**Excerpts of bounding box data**

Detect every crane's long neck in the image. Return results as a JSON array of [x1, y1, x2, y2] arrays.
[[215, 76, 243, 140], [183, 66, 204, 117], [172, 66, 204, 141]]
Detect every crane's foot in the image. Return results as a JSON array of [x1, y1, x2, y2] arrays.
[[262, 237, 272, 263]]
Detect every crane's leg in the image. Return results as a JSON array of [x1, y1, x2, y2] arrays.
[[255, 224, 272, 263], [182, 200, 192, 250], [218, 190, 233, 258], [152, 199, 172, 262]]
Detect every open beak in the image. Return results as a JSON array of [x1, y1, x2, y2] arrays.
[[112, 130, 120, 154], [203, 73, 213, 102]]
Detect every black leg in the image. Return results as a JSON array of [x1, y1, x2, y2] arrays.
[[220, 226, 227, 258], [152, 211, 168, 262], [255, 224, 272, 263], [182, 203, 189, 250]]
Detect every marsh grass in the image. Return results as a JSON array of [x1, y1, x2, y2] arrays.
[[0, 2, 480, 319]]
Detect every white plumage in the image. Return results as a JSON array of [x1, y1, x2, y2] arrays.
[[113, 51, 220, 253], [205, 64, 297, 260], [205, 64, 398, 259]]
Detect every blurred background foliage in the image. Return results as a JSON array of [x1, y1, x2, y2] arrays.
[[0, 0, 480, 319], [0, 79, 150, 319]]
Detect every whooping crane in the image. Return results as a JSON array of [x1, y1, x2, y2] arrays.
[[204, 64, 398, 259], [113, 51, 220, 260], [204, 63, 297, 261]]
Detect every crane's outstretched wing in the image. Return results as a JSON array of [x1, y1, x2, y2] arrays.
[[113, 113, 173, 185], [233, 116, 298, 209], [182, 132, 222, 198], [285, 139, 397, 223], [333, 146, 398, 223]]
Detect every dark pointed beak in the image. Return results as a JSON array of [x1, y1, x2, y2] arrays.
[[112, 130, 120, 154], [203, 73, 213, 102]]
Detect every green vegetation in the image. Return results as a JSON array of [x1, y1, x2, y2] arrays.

**TASK PROMPT**
Format the items in the stretch from "Detect every marsh" through "64, 398, 259]]" as a two-column CSV with the header columns "prompt" and "boxes". Give each item its own row, with its text and its answer each in one quoted field, and replace any line breaks with spaces.

**EXERCISE ANSWER**
prompt,boxes
"Detect every marsh grass in the image. Return results as a JSON array of [x1, y1, x2, y2] arrays.","[[0, 2, 480, 319]]"
"Detect every white plumage in the image. Return results as a JSON array of [x1, y1, x2, y2] arrays.","[[113, 51, 220, 253], [205, 64, 297, 260], [205, 64, 398, 259]]"